■ **GOAL**
Gather every line from the data below that contains the word "chrome", and copy each one in full.

Entries on locating named things:
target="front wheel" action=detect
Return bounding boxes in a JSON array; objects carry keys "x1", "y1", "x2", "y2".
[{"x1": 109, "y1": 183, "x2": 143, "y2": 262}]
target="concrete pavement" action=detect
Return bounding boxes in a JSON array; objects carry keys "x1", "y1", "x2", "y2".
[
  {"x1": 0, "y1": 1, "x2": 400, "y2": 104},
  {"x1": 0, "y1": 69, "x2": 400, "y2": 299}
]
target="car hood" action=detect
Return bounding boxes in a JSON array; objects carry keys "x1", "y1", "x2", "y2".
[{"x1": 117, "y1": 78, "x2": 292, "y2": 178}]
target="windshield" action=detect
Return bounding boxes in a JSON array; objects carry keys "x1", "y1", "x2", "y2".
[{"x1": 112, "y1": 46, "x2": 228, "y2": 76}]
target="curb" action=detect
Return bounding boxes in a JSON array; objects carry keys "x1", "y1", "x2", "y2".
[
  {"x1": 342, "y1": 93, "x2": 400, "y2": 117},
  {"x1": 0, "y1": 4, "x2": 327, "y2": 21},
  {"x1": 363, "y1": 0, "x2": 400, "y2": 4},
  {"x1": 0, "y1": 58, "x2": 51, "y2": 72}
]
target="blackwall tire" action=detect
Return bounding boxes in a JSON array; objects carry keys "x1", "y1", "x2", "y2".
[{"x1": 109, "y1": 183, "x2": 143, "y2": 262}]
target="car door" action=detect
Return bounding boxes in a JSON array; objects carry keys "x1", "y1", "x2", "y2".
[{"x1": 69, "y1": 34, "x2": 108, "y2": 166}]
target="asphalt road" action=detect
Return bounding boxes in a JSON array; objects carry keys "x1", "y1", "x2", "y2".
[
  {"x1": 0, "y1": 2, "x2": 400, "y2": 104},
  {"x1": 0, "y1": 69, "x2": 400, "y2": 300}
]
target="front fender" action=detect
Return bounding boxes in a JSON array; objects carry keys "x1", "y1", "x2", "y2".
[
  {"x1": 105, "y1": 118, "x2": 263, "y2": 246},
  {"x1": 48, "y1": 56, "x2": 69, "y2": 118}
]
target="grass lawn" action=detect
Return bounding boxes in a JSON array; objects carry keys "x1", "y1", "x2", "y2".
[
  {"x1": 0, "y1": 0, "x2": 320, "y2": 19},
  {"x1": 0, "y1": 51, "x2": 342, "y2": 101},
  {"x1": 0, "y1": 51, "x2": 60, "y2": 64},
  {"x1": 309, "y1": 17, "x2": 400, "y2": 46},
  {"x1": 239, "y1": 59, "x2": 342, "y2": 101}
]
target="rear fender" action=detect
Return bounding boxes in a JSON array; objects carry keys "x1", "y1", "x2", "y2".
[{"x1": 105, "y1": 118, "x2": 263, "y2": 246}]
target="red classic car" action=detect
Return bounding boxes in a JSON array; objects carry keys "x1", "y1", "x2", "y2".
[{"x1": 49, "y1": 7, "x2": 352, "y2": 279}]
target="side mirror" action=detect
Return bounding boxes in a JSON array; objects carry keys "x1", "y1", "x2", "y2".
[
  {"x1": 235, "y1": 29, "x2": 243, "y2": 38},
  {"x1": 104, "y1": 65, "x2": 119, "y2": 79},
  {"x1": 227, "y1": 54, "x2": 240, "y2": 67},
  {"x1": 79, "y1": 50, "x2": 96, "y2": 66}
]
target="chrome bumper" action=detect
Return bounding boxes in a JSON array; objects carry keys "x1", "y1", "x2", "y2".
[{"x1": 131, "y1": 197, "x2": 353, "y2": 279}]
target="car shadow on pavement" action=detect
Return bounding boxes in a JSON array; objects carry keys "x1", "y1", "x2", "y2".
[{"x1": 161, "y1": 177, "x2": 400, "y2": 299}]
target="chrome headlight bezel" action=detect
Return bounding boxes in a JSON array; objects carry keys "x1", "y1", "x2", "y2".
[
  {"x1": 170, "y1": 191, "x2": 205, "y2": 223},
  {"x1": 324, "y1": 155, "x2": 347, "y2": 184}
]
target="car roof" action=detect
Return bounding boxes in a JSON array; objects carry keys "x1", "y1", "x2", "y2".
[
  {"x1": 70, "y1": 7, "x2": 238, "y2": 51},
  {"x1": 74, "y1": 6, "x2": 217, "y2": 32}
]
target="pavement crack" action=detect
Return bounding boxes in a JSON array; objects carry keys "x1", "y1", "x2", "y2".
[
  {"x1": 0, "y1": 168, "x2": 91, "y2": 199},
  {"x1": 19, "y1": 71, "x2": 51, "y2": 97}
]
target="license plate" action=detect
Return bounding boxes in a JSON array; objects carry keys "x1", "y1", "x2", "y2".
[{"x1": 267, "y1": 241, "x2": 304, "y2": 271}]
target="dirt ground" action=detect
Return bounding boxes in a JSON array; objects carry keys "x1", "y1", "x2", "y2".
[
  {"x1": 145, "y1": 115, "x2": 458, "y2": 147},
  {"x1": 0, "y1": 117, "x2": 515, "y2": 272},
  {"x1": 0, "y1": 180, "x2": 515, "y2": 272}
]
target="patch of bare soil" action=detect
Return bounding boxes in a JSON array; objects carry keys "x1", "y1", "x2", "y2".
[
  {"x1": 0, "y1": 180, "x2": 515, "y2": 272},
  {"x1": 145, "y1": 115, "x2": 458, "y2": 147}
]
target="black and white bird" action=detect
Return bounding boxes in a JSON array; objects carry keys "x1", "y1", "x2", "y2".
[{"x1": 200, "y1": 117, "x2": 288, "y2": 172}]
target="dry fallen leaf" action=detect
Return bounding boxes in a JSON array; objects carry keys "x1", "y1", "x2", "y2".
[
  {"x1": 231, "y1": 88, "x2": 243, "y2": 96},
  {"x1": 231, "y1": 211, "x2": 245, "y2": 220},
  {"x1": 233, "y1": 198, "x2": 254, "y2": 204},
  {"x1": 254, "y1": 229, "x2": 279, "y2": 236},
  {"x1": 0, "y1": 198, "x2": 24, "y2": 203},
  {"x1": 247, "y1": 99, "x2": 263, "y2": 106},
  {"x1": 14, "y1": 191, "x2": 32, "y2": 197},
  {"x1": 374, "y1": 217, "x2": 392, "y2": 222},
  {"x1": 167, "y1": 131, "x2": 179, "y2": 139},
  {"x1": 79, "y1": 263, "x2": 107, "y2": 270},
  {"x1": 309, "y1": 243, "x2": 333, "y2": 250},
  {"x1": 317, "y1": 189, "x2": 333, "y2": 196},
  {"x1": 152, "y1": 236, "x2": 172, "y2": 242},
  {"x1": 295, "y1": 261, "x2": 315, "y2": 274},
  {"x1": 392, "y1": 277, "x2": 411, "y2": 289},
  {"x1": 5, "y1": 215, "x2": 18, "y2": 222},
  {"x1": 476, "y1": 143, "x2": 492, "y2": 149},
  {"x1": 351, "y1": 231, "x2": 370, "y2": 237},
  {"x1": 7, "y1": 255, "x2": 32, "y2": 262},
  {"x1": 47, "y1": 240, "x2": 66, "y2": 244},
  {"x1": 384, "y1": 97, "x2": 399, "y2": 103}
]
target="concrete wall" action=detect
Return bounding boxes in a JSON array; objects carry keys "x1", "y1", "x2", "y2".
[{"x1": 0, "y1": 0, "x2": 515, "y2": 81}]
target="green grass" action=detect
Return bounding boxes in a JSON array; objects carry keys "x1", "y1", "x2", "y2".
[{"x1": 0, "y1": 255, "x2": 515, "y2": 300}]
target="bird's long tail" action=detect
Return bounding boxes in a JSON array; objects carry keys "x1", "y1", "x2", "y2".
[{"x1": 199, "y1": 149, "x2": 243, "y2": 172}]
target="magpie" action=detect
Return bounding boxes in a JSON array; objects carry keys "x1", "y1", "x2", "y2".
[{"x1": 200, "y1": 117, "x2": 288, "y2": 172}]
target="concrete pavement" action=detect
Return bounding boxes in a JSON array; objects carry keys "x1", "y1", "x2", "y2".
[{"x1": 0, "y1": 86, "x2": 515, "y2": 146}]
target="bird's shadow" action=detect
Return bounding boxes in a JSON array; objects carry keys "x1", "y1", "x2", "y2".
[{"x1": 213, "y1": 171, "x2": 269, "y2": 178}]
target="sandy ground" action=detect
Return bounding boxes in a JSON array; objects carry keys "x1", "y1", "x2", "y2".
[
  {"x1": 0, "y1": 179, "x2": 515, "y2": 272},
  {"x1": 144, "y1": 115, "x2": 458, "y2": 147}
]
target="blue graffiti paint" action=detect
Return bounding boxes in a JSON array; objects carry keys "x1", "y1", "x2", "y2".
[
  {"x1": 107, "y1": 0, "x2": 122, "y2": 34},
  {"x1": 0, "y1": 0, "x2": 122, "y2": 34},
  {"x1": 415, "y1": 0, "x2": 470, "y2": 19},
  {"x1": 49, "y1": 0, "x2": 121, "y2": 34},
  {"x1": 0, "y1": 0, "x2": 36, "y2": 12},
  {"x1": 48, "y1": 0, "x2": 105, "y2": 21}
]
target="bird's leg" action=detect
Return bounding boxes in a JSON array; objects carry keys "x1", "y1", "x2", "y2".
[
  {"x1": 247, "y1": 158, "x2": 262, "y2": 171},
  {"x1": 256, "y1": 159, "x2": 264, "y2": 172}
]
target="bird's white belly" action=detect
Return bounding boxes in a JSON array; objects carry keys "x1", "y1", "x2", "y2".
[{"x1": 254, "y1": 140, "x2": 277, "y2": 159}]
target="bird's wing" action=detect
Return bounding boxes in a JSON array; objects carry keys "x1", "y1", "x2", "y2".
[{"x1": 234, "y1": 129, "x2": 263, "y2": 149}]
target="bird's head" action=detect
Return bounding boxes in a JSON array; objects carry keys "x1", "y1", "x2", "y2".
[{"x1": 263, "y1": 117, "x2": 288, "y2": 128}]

■ **EXERCISE OUTPUT**
target="chrome bumper" action=detect
target="chrome headlight bezel" action=detect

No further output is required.